The Missale Hervoiae occupies a special place in the history of the Croatian-Slavonic language. Made for a high-ranking noble of the Hungarian-Croatian Kingdom, this is a luxury manuscript with 96 colorful miniatures and around 380 large ornamental initials. The Missale Hervoiae is one of the most important texts of Croatian Glagolitic literature, which had been banned over centuries, and was only to be re-established in 1248 by Pope Innocence IV. Heavily influenced by Byzantine art, its combination of eastern and western principles in terms of composition and contents has secured it a place in the regional and transregional history of art.

Missale Hervoiae Ducis Spalatensis Croatico-Glagoliticum

Of the numerous missals written in the Croatian-Slavonic Church language of the 14th–15th century, the Missale Hervoiae deserves special mention. It represents the most beautifully and richly embellished illuminated codex of this group with precious miniatures of outstanding artistic quality. The text is written in the Church Slavonic language, with its typical angular Croat Glagolitic letters, a script still in use today in the liturgical books of the Croatian coastland on the northern Adriatic. The sumptuous manuscript was made for a high-ranking personality, namely Hrvoje Vukcic Hrvatinic, Duke of Split and governor of the provinces of Croatia, Dalmatia, and Bosnia, which were ruled by the Croat-Hungarian King Ladislas. The value of this manuscript has likely been the reason for its turbulent destiny. Looted by the Turks, it was brought to the Sultan’s library at Constantinople. Later it was believed to be lost for a long time, until it was finally rediscovered in the Topkapı Sarayı Museum in 1963. A total of 96 colorful miniatures and around 380 large ornamental initials among numerous smaller ones make this manuscript a unique work of art. The Missale Hervoiae is not only an essential work for philological, historical, and liturgical research but also for the history of art and culture.

A Unique Testimony to Croatian Glagolitic Literature

According to an inscription contained in the book, the Missale Hervoiae was written down in Split by a resident calligrapher named Butko. He used the angular Glagolitic script whose invention has been ascribed to the two monks and Slavic apostles named Cyril and Methodius from Thessalonica. This script is based on Greek minuscule with elements borrowed from oriental alphabets and is still used today in services according to Roman use. The Missale Hervoiae is one of the most important texts of Croatian Glagolitic literature, which had been banned over centuries, and was only to be re-established in 1248 by Pope Innocence IV. Based on its contents, it constitutes a so-called complete Missal, a form unified in the 13th century by the Franciscans on which all Croatian Glagolitic manuscripts were based.

=== Provided material ===
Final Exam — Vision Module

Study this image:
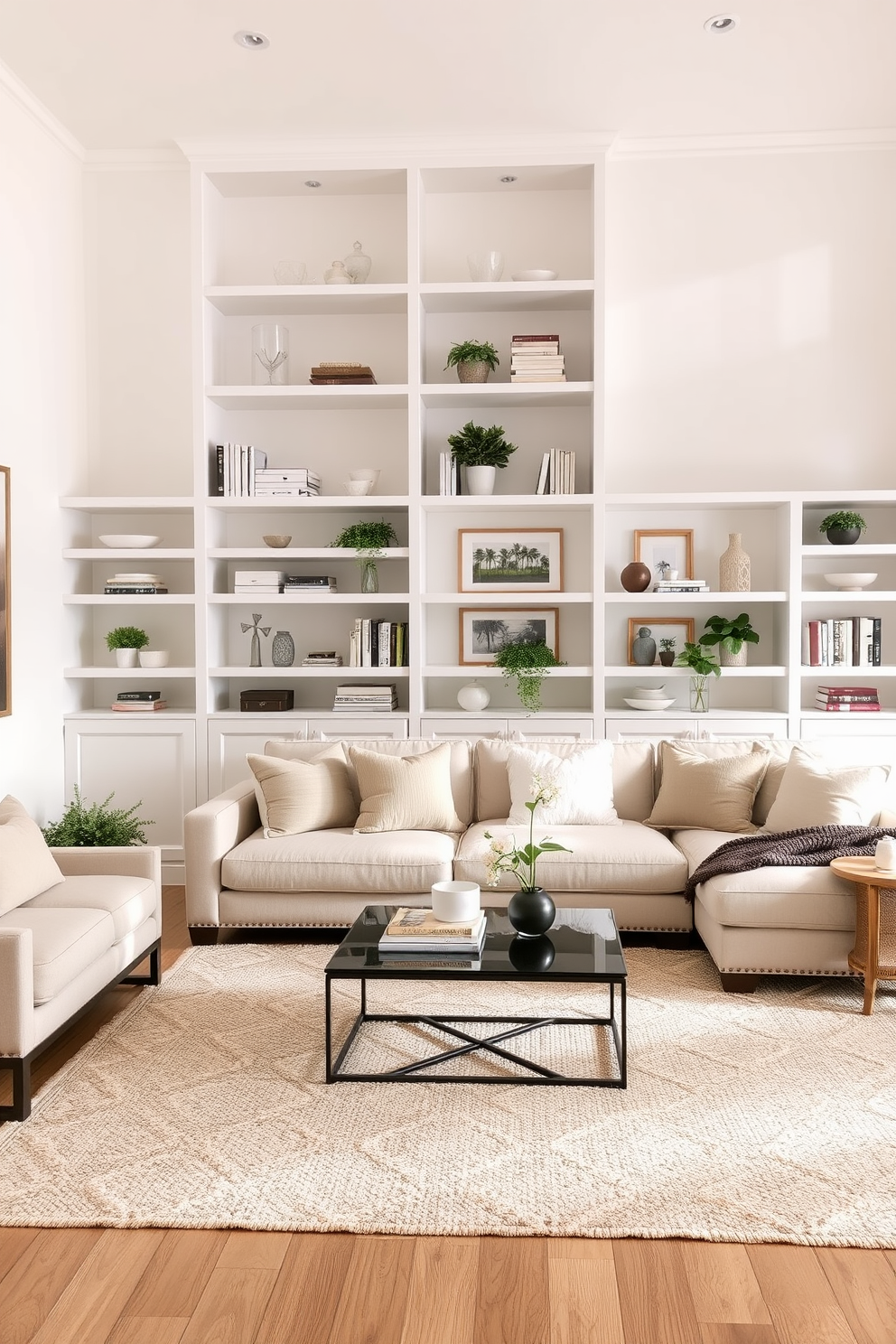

=== What is being asked ===
According to the passage on the Missale Hervoiae, in which museum was the manuscript rediscovered in 1963?

=== Written response ===
The Topkapı Sarayı Museum.